**Text to read:**
::::::

Graciousness is more than knowing a set rules from a book of manners; it’s about heart and compassion.
I first learned this with a story I read in grade school. I think it was part of a reading and comprehension test in the 60s, and online sources say it was contributed by Cori Connors to Guideposts in March 1997. The story is told by a woman named Lizzy whose father was generous and kind, known to invite wandering hobos in for a meal. One night her father invited in a man named Henry, who spoke little English. Here the rest of the story:
“When dinner was ready Henry stood until we were all seated, then gently perched on the edge of his chair, his head bowed and his hat in his lap. The blessing was said and dishes were passed from hand to hand.
“We all waited, as was proper, for our guest to take the first bite. Henry must have been so hungry he didn’t notice us watching him as he grabbed his knife. Carefully he slid the blade into the pile of peas before him, and then lifted a quivering row to his mouth without spilling a single pea. He was eating with his knife! I looked at my sister May and we covered our mouths to muffle our snickers. Henry took another knife full, and then another.
“My father, taking note of the glances we were exchanging, firmly set down his fork. He looked me in the eye, then took his knife and thrust it into the peas on his plate. Most of them fell off as he attempted to lift them to his mouth, but he continued until all the peas were gone.

::::::

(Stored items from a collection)

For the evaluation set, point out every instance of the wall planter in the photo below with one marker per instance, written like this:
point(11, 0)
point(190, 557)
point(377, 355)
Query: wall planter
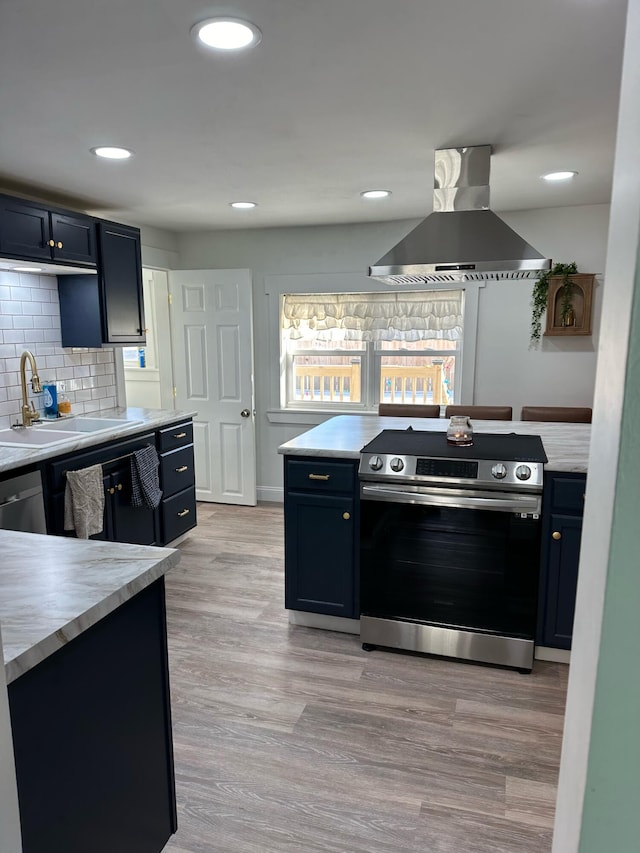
point(569, 306)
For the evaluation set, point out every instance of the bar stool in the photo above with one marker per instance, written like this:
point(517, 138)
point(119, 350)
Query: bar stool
point(562, 414)
point(400, 410)
point(487, 413)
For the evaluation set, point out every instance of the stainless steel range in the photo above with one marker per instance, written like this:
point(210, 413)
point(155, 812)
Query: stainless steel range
point(450, 545)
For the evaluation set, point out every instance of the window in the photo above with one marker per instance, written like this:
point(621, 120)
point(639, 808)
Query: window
point(354, 350)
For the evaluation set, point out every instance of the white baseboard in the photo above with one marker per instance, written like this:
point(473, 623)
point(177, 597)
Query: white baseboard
point(270, 494)
point(328, 623)
point(553, 655)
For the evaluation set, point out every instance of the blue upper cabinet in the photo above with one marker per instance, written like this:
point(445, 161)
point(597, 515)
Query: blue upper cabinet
point(107, 308)
point(29, 231)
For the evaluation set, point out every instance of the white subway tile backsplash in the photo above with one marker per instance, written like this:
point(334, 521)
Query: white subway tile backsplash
point(13, 336)
point(22, 321)
point(30, 319)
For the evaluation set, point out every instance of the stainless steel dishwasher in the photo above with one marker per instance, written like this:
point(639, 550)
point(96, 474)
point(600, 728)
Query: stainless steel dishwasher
point(21, 504)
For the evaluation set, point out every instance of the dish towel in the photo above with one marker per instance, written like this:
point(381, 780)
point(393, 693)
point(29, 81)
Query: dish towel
point(84, 502)
point(145, 485)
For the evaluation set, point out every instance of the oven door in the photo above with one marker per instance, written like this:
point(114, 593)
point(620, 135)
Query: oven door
point(450, 557)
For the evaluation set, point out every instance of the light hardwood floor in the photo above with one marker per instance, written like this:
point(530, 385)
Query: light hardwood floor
point(293, 739)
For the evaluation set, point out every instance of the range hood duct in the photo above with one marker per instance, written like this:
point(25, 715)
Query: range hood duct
point(462, 240)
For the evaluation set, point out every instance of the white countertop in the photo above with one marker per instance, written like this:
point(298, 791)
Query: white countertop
point(143, 421)
point(52, 588)
point(566, 445)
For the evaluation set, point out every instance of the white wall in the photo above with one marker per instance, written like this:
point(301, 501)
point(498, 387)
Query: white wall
point(561, 371)
point(558, 373)
point(599, 789)
point(10, 841)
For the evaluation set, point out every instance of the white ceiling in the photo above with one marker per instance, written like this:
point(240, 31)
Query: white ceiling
point(340, 96)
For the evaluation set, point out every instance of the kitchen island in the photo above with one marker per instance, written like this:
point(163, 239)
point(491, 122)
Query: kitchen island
point(85, 656)
point(342, 437)
point(322, 520)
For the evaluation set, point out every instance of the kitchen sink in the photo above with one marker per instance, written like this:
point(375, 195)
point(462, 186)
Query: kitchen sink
point(46, 433)
point(34, 437)
point(82, 424)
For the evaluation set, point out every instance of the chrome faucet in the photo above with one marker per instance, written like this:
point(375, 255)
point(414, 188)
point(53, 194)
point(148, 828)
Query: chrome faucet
point(29, 414)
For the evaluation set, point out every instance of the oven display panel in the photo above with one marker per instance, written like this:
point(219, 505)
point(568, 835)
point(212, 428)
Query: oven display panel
point(447, 468)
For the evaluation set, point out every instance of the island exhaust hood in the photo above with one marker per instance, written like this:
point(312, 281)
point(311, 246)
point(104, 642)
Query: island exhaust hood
point(462, 240)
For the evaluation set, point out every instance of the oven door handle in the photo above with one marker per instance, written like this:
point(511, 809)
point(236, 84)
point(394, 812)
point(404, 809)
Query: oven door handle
point(526, 504)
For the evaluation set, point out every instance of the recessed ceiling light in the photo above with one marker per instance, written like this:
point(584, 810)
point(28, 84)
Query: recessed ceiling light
point(376, 193)
point(559, 176)
point(226, 33)
point(110, 152)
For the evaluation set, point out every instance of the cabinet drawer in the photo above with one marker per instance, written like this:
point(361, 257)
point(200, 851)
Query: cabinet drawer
point(178, 514)
point(567, 494)
point(175, 436)
point(320, 475)
point(176, 470)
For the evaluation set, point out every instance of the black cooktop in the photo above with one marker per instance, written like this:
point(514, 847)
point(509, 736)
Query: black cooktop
point(499, 447)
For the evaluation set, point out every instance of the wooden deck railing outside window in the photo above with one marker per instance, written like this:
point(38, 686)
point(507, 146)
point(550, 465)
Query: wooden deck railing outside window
point(342, 383)
point(333, 382)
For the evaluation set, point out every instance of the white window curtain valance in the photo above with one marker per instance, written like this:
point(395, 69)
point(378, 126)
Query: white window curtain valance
point(407, 316)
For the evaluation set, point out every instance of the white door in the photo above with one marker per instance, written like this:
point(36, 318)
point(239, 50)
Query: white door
point(213, 372)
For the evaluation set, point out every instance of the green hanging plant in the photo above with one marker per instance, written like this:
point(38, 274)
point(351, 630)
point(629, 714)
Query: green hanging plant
point(540, 292)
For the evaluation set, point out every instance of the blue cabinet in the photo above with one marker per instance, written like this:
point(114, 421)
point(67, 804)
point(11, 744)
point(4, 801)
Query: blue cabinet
point(321, 536)
point(106, 308)
point(561, 534)
point(29, 231)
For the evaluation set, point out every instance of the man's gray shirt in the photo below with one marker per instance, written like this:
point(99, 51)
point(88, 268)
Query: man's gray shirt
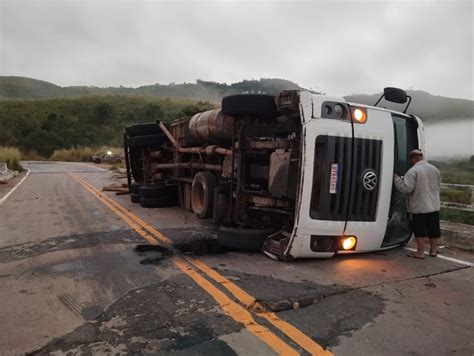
point(422, 184)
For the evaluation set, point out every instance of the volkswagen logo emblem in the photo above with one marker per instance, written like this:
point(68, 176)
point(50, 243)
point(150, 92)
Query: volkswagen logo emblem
point(369, 180)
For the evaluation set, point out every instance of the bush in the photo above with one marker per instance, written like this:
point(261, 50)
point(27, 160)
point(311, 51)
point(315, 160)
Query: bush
point(81, 154)
point(456, 196)
point(11, 156)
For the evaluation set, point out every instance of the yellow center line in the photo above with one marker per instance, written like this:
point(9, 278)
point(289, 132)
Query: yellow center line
point(250, 302)
point(231, 308)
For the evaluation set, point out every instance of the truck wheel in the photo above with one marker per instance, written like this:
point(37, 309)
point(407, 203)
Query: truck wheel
point(158, 191)
point(160, 202)
point(202, 194)
point(143, 129)
point(148, 140)
point(248, 104)
point(135, 198)
point(243, 239)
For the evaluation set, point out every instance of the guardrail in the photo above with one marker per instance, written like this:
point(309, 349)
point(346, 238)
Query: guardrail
point(458, 206)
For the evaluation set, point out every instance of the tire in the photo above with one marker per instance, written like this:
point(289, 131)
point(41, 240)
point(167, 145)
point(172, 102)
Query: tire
point(160, 202)
point(202, 194)
point(148, 140)
point(149, 128)
point(159, 191)
point(135, 198)
point(243, 239)
point(135, 188)
point(249, 104)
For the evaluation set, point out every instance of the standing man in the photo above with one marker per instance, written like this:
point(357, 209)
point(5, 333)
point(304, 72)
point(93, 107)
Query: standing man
point(422, 184)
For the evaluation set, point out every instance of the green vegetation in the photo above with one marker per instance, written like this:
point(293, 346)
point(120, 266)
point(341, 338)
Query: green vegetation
point(28, 88)
point(459, 171)
point(11, 156)
point(457, 216)
point(456, 196)
point(44, 126)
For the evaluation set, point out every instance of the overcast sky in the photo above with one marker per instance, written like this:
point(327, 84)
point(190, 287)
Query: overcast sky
point(334, 46)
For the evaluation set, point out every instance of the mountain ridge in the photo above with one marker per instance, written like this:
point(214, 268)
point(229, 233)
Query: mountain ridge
point(426, 105)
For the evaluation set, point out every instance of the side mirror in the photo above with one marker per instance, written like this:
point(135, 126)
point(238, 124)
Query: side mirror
point(395, 95)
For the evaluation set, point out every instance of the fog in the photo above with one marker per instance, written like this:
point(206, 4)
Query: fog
point(449, 139)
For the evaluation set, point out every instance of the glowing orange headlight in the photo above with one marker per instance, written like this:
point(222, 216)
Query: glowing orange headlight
point(348, 242)
point(359, 115)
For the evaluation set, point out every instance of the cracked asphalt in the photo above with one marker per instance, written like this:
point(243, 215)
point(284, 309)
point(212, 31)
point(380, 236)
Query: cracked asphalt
point(76, 279)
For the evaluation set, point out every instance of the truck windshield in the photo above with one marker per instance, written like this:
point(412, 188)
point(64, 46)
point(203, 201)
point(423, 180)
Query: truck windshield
point(406, 139)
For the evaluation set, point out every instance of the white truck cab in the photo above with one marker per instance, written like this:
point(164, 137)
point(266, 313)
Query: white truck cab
point(296, 175)
point(347, 202)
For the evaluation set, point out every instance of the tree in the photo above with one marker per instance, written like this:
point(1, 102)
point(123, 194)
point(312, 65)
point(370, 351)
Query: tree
point(103, 112)
point(152, 112)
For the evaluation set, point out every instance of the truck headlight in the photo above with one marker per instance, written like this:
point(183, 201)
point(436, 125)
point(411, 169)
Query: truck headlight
point(348, 243)
point(359, 115)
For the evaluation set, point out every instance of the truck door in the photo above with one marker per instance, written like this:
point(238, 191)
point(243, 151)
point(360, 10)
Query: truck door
point(371, 180)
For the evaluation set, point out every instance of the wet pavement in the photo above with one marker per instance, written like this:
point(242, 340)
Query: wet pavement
point(77, 277)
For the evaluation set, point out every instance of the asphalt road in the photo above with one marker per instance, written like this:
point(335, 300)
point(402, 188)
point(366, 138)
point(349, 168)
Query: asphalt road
point(73, 281)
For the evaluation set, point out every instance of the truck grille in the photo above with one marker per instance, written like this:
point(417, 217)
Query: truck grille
point(353, 158)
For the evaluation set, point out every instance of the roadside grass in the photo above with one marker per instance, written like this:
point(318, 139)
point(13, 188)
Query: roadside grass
point(458, 171)
point(11, 156)
point(457, 216)
point(81, 154)
point(117, 166)
point(456, 196)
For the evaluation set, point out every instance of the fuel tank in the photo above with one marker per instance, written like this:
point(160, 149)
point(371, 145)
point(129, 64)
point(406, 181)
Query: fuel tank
point(211, 126)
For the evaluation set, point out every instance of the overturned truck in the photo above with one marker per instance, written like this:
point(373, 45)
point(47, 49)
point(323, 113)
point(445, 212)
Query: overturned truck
point(296, 174)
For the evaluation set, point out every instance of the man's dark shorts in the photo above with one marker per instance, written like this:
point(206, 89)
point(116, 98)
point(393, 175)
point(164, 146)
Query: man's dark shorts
point(426, 225)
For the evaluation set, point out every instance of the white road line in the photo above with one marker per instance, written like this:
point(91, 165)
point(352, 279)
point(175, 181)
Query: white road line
point(16, 186)
point(461, 262)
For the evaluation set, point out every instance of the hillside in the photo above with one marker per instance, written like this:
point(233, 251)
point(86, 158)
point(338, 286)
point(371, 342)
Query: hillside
point(45, 125)
point(27, 88)
point(429, 107)
point(21, 87)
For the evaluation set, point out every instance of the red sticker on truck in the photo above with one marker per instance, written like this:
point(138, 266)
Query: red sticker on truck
point(334, 178)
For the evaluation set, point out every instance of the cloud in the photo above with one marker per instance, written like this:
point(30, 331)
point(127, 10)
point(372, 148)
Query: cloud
point(338, 47)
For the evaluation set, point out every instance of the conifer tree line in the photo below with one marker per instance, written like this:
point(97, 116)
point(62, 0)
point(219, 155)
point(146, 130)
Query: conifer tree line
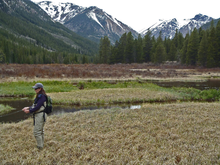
point(16, 50)
point(199, 47)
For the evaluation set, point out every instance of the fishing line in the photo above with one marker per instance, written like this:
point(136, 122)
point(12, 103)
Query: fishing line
point(10, 113)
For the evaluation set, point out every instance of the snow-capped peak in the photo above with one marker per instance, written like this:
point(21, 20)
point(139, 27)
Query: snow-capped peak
point(168, 27)
point(59, 11)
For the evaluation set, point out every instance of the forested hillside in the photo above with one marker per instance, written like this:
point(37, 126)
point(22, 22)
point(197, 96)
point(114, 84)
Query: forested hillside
point(200, 47)
point(28, 35)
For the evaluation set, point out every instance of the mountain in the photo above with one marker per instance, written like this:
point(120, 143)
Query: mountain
point(23, 19)
point(168, 27)
point(91, 22)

::::::

**Written problem A:**
Can you repeat the text on graciousness, everything from "Graciousness is more" down to "hand to hand.", swapping "dinner" for "supper"?
**Written problem B:**
How would you condense the paragraph of the text on graciousness that opens "We all waited, as was proper" while keeping its main facts?

**Right answer A:**
Graciousness is more than knowing a set rules from a book of manners; it’s about heart and compassion.
I first learned this with a story I read in grade school. I think it was part of a reading and comprehension test in the 60s, and online sources say it was contributed by Cori Connors to Guideposts in March 1997. The story is told by a woman named Lizzy whose father was generous and kind, known to invite wandering hobos in for a meal. One night her father invited in a man named Henry, who spoke little English. Here the rest of the story:
“When supper was ready Henry stood until we were all seated, then gently perched on the edge of his chair, his head bowed and his hat in his lap. The blessing was said and dishes were passed from hand to hand.

**Right answer B:**
Everyone waited politely for the guest to take the first bite. Henry, apparently too hungry to notice he was being watched, picked up his knife, slid it into his peas, and lifted a row of them to his mouth without spilling one. Seeing him eat with his knife, Lizzy and her sister May covered their mouths to muffle their snickers while Henry kept going, one knife full after another.